The phone call had told me she was called
Tiwapon. As she had no English I found out
nothing more; she simply made room amidst
the offerings and sacks of flowers in the
back and indicated for me to get in. Then we
set off through the early morning’s already
crowded streets for the freeway heading west
to Kanchanaburi.
Three hours later we were bumping
down a track to a farm compound where two
young guys stood waiting by a fully laden
four-wheel drive pick-up. As we pulled up
Tiwapon turned and shouted something in
Thai and, to my surprise, a sleepy female
voice replied from beneath the offerings. A
younger woman in white sat up from the
back seat and clambered out to direct the
transfer of the mini-van’s contents to festoon
the laden pick up. The two young guys,
each now holding a large machete, then
clambered on top; the young woman got
behind the wheel; I was given a seat inside
and Tiwapon got in, cradling a special
cardboard box. This had already been the
cause of several stops as we passed through
Kanchanaburi. At each a lady had scurried
from within a small shop or house to touch
the offered box and mumble a prayer. The
mini-bus then left to return to Bangkok and
we headed west towards the hills rising out
of the plain.

REQUIREMENT A: Please sum up the travel passage above in two sentences.

DATA EXTRACT:

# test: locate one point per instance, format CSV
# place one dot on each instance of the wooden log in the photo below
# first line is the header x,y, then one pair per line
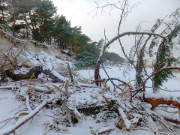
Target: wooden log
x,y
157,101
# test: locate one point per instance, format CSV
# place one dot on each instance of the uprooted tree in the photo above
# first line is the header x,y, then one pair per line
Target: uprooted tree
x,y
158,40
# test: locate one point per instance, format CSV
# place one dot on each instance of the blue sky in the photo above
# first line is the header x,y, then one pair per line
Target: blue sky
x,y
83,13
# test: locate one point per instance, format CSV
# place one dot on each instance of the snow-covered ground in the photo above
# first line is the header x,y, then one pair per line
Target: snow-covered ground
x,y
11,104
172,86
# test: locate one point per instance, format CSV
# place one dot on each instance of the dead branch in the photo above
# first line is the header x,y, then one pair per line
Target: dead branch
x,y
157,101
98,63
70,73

---

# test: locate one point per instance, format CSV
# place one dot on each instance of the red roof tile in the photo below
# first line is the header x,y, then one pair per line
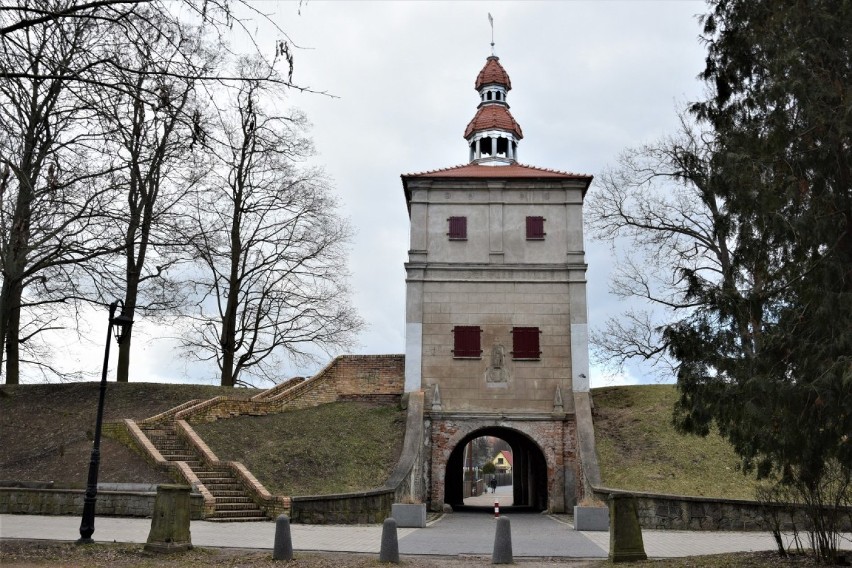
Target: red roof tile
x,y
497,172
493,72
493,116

---

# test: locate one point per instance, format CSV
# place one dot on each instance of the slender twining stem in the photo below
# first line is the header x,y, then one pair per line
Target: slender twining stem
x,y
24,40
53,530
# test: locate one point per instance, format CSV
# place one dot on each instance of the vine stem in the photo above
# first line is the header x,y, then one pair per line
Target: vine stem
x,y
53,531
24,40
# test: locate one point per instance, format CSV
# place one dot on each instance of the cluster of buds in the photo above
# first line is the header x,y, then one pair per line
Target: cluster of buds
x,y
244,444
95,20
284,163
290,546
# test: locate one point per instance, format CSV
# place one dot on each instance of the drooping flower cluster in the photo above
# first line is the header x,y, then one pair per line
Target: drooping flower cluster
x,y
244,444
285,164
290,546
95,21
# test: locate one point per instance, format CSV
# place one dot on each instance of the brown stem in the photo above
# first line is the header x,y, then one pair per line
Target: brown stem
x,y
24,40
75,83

REQUIREMENT B: Pull out every line of the rows that contains the word "twining". Case counts.

COMPLETE OUTPUT A: A woman named Tiwapon, who spoke no English, made room for the narrator among offerings and sacks of flowers in the back of a mini-van and drove west to Kanchanaburi, reaching a farm compound three hours later. There a younger woman who had been asleep in the back helped move everything onto a laden pick-up with two young men holding machetes on top, and the group headed west toward the hills while Tiwapon cradled a special cardboard box that ladies in Kanchanaburi had touched and prayed over.

COMPLETE OUTPUT B:
# place one dot on each instance of the slender twining stem in the photo below
Target: slender twining stem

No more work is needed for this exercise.